**WORK REQUIRED**.
Copy out the items exactly, from the start of the items down to and including the line that contains "left=820, top=452, right=851, bottom=530".
— START DATA PROVIDED —
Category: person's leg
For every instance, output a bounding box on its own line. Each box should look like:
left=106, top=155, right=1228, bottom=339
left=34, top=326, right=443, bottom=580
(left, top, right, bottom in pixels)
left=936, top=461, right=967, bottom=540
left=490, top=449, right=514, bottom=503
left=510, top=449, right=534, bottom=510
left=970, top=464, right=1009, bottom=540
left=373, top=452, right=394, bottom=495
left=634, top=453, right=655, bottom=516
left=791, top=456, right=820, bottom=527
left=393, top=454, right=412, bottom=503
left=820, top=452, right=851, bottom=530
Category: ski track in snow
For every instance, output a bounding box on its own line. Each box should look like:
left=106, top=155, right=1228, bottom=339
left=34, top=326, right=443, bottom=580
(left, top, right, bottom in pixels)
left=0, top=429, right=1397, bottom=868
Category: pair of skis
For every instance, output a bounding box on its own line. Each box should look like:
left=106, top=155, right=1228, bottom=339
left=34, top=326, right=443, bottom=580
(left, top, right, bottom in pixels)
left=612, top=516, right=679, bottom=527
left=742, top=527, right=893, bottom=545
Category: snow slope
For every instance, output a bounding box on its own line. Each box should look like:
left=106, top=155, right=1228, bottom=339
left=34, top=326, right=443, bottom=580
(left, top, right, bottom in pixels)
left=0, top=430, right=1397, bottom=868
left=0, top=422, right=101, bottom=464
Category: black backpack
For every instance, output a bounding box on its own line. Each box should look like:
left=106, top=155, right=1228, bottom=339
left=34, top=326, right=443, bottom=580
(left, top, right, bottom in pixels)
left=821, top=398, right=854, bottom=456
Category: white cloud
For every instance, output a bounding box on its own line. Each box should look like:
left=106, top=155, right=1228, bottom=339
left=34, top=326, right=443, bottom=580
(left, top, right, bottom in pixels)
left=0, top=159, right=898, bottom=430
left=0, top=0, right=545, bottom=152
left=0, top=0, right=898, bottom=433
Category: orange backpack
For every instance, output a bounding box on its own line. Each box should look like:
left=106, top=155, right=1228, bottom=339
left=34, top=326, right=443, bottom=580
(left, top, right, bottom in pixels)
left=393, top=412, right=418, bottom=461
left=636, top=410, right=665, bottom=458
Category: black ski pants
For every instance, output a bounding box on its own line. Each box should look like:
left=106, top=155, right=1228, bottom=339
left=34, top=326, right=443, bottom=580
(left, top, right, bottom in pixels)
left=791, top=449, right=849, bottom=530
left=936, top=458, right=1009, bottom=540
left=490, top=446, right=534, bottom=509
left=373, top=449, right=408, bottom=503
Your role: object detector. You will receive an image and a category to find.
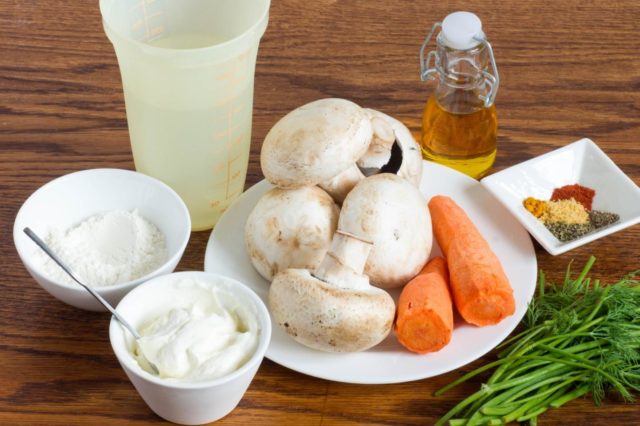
— END DATA PROVIDED —
**EXERCISE RESPONSE**.
Category: person's leg
For every instance, output a bounding box on its own line. Each box should look like:
left=106, top=155, right=1228, bottom=339
left=34, top=326, right=443, bottom=580
(left, top, right, bottom in pixels)
left=936, top=461, right=967, bottom=540
left=490, top=449, right=514, bottom=503
left=510, top=449, right=534, bottom=510
left=970, top=464, right=1009, bottom=540
left=373, top=452, right=394, bottom=495
left=634, top=453, right=655, bottom=516
left=791, top=456, right=820, bottom=527
left=393, top=454, right=412, bottom=503
left=820, top=452, right=851, bottom=530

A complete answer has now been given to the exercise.